- **EXERCISE INSTRUCTIONS**: Give back exactly the lines from the one containing "Find the potted" through the end of the records, including both, and no others.

- **TASK DATA**:
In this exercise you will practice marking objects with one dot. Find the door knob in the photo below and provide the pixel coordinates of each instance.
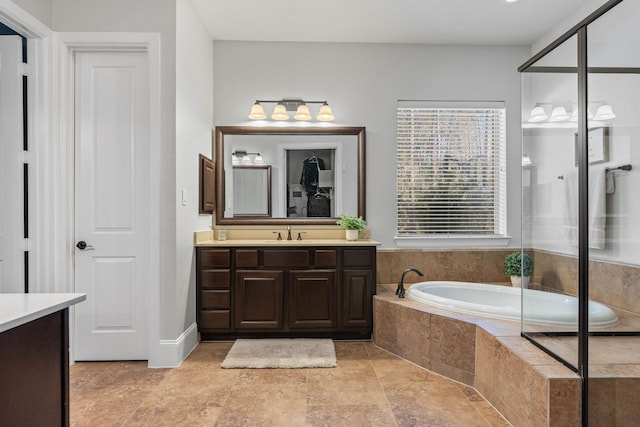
(82, 245)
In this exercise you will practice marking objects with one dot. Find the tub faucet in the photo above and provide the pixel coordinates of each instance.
(400, 290)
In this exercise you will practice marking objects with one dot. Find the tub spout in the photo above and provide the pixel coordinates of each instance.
(400, 290)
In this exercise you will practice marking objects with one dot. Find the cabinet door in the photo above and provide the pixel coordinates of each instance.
(357, 299)
(313, 296)
(258, 299)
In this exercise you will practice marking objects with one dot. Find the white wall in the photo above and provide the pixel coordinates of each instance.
(362, 83)
(566, 24)
(40, 9)
(194, 120)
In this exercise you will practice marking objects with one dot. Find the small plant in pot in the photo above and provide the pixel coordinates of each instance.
(519, 267)
(353, 225)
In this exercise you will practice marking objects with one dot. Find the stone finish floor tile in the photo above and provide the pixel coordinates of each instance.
(369, 387)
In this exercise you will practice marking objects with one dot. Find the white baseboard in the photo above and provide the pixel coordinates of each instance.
(171, 353)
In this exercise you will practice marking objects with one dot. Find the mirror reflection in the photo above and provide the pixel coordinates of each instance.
(314, 174)
(252, 190)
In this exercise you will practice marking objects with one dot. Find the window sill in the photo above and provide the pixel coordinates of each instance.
(449, 242)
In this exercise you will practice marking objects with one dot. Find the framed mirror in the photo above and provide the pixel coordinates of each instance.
(315, 173)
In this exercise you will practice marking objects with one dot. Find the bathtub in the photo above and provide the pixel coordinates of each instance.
(503, 302)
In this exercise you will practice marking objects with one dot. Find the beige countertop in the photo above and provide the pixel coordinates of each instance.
(254, 238)
(274, 242)
(18, 309)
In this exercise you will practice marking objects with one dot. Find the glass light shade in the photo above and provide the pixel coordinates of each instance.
(559, 114)
(302, 113)
(325, 114)
(604, 112)
(574, 115)
(280, 113)
(537, 115)
(257, 112)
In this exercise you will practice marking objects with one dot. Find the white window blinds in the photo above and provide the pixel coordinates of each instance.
(451, 176)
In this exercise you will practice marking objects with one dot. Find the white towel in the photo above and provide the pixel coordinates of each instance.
(597, 207)
(571, 206)
(611, 183)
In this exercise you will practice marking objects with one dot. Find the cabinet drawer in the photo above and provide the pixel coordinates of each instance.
(361, 257)
(215, 319)
(215, 279)
(215, 258)
(215, 300)
(246, 257)
(286, 258)
(326, 258)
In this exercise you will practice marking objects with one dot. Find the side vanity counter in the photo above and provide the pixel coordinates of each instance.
(34, 358)
(316, 287)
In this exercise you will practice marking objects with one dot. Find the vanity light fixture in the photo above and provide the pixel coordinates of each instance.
(242, 157)
(574, 114)
(538, 114)
(604, 112)
(283, 106)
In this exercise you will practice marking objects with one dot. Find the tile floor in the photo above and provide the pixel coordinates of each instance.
(370, 387)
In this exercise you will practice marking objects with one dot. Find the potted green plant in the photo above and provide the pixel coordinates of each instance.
(352, 225)
(519, 266)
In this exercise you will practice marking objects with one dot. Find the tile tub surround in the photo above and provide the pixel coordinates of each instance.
(526, 385)
(612, 284)
(457, 265)
(615, 285)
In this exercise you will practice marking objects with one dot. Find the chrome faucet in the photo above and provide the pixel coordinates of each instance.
(400, 290)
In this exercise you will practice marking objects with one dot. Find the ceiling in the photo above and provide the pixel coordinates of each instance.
(493, 22)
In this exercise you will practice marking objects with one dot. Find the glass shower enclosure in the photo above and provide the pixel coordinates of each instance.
(581, 213)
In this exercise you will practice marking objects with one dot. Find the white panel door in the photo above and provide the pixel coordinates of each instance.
(11, 164)
(111, 205)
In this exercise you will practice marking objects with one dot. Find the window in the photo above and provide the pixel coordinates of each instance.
(451, 177)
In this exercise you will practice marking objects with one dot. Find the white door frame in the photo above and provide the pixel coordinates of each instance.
(67, 44)
(41, 264)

- **RESPONSE**:
In this exercise you will practice marking objects with one dot. Find the potted green plant in the photo above and provide the pixel coordinates of each instance.
(352, 225)
(519, 266)
In this exercise you will practice marking objects with one dot. Find the tile tub surround in the photo above and provide the pixel coordinates of each instance.
(526, 385)
(612, 284)
(457, 265)
(615, 285)
In this exercise you will practice marking objects with one dot. Find the chrome faucet in the photo above and provide the pixel coordinates of each instance.
(400, 290)
In this exercise you will practice marking objects with one dot. Find the ceiling in the photo above and provide the pixel coordinates of each instance.
(493, 22)
In this exercise you will practice marking objects with one dot. Find the glass shower enclosure in the photo above and provide the pixel coordinates of each instance.
(581, 213)
In this exercise you will practice marking objects with one dot. Find the white panel door in the photo above and provide the pixel coordinates of each instance.
(11, 164)
(111, 205)
In this exercise you will practice marking objects with one dot. Find the window in the photo above and provide the pixel coordinates of each instance.
(451, 177)
In this exercise you will practice marking objects with one dot. Find the white door frame in the photo above and provide the pixel coordinates of each instance.
(67, 44)
(41, 264)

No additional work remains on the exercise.